→ **Teks Bacaan**:
Breaking

Anjloknya Harga Nikel Guncang Ekonomi Tambang Indonesia

infomalang.com/ Jakarta, 2025 — Harga nikel global merosot ke titik terendah dalam lima tahun terakhir, mengguncang industri tambang Indonesia yang selama ini menjadi andalan utama perekonomian. Indonesia—negara pemilik cadangan nikel terbesar di dunia—secara agresif memperluas kapasitas pengolahan dan ekspor, tetapi lonjakan pasokan global justru membawa tekanan berat pada strategi negara ini.

Ekspansi Masif yang Kini Tertekan

Sejak melarang ekspor bijih mentah pada 2020, Pemerintahan Jokowi dan kini Presiden Prabowo Subianto mendorong pembangunan 49 pabrik peleburan RKEF dan 5 fasilitas HPAL, dengan puluhan fasilitas baru dalam pipeline. Namun, surplus kapasitas telah berbeda jauh melebihi permintaan. Menurut analis Macquarie, produksi nikel olahan Indonesia akan mencapai 1,5 juta ton tambahan, di atas 2,2 juta ton tahun lalu—sebuah ekspansi besar namun disertai risiko pasar jenuh.

→ **Data yang Diberikan**:
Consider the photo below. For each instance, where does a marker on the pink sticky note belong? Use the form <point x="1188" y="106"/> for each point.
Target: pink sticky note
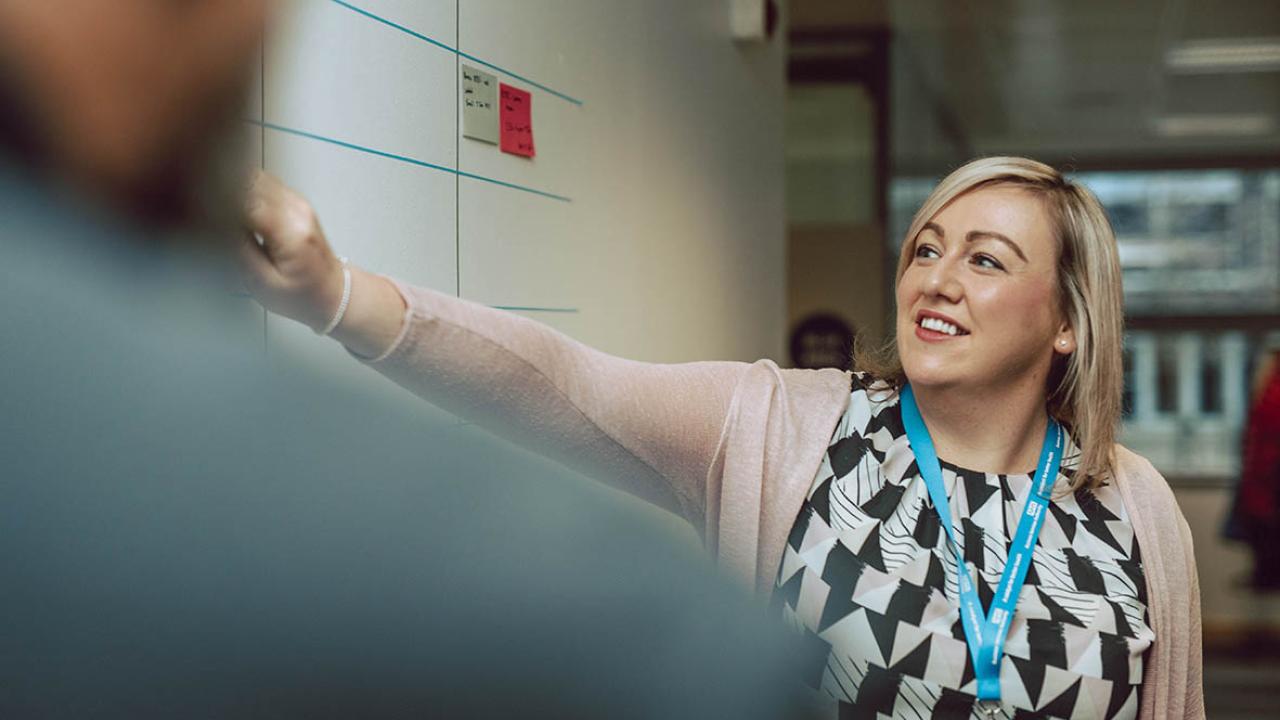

→ **Yang Dikerjakan**:
1. Menurut teks bacaan, sejak tahun berapa Indonesia melarang ekspor bijih mentah?
2. Salin kata demi kata bagian teks bacaan yang dimulai dari "infomalang.com/ Jakarta, 2025" dan berakhir pada "risiko pasar jenuh.".

→ **Jawaban yang Diharapkan**:
1. Sejak 2020.

2.
infomalang.com/ Jakarta, 2025 — Harga nikel global merosot ke titik terendah dalam lima tahun terakhir, mengguncang industri tambang Indonesia yang selama ini menjadi andalan utama perekonomian. Indonesia—negara pemilik cadangan nikel terbesar di dunia—secara agresif memperluas kapasitas pengolahan dan ekspor, tetapi lonjakan pasokan global justru membawa tekanan berat pada strategi negara ini.

Ekspansi Masif yang Kini Tertekan

Sejak melarang ekspor bijih mentah pada 2020, Pemerintahan Jokowi dan kini Presiden Prabowo Subianto mendorong pembangunan 49 pabrik peleburan RKEF dan 5 fasilitas HPAL, dengan puluhan fasilitas baru dalam pipeline. Namun, surplus kapasitas telah berbeda jauh melebihi permintaan. Menurut analis Macquarie, produksi nikel olahan Indonesia akan mencapai 1,5 juta ton tambahan, di atas 2,2 juta ton tahun lalu—sebuah ekspansi besar namun disertai risiko pasar jenuh.